(Job): List every line in the records below that contains the string "Target", copying each such line in full. The match is case-sensitive.

(Task material):
※ ※ ※
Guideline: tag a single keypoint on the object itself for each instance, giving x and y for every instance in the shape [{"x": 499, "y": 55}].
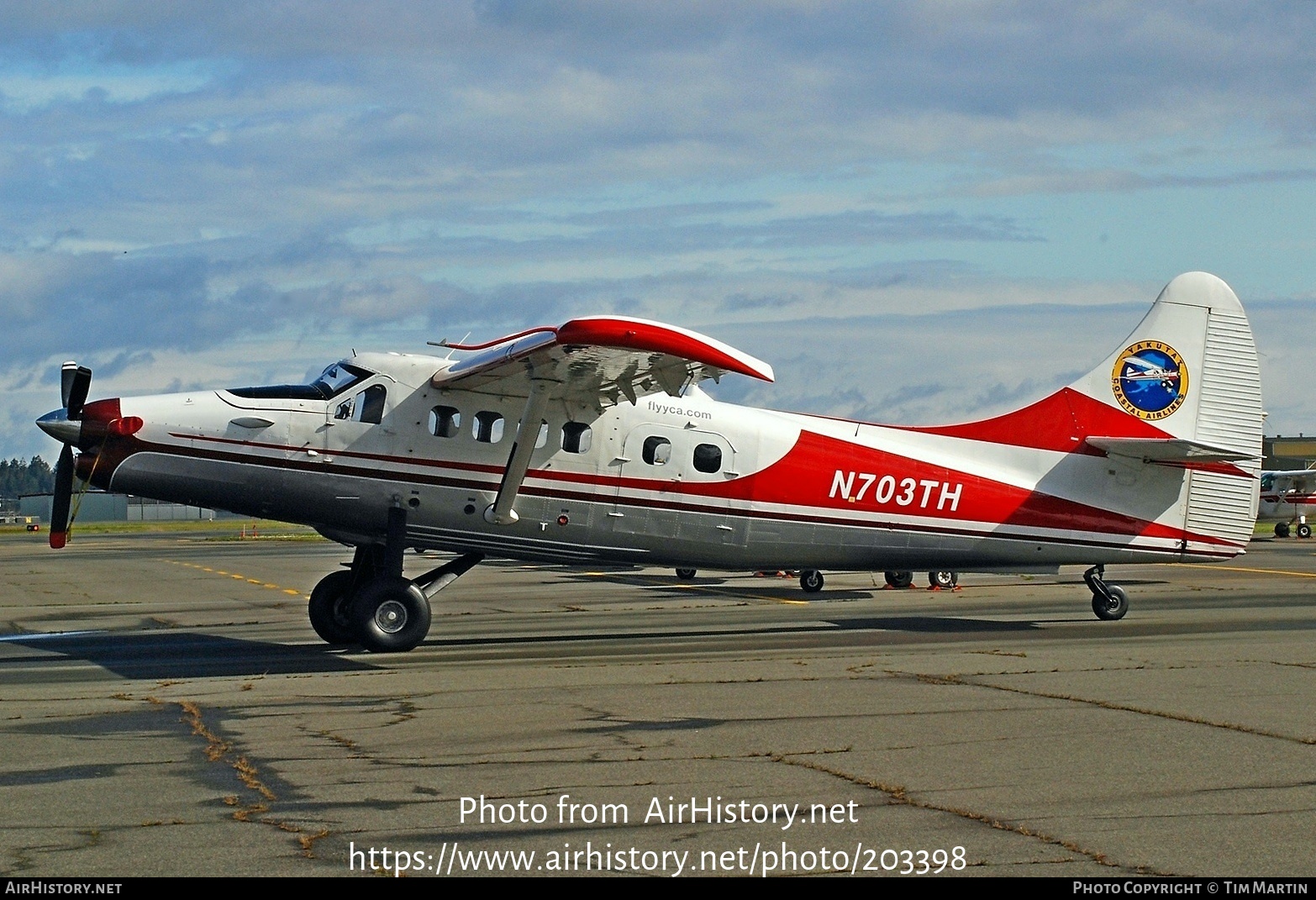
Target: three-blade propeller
※ ※ ※
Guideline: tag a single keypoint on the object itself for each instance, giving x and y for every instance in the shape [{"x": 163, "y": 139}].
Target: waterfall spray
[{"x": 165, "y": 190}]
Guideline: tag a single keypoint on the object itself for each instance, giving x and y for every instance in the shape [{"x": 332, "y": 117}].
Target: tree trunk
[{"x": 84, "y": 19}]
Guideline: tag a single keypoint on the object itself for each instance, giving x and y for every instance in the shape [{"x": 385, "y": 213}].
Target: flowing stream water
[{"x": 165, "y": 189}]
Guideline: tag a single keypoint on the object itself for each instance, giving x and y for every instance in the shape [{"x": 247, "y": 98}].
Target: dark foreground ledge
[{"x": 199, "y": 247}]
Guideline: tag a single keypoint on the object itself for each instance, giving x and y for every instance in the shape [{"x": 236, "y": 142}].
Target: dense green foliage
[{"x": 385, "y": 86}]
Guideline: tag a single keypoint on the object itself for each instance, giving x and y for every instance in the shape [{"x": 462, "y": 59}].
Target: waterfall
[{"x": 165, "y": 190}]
※ ※ ※
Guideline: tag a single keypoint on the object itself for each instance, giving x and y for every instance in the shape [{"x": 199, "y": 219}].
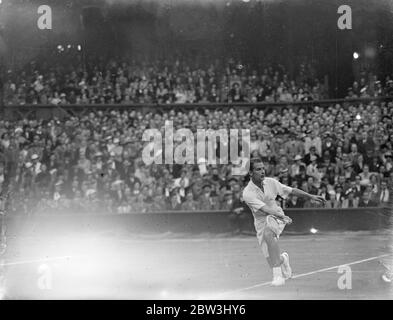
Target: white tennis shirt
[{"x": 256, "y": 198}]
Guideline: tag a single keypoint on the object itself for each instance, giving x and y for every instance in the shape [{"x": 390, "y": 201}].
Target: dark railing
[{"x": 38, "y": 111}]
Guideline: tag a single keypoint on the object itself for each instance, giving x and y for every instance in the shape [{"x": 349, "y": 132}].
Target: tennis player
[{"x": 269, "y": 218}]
※ ※ ※
(Answer to this problem):
Target: three-blade propeller
Target: waterfall spray
Target: tree trunk
Target: flowing stream water
Target: dark foreground ledge
Target: dense green foliage
Target: waterfall
Target: white tennis shirt
Target: dark railing
Target: tennis player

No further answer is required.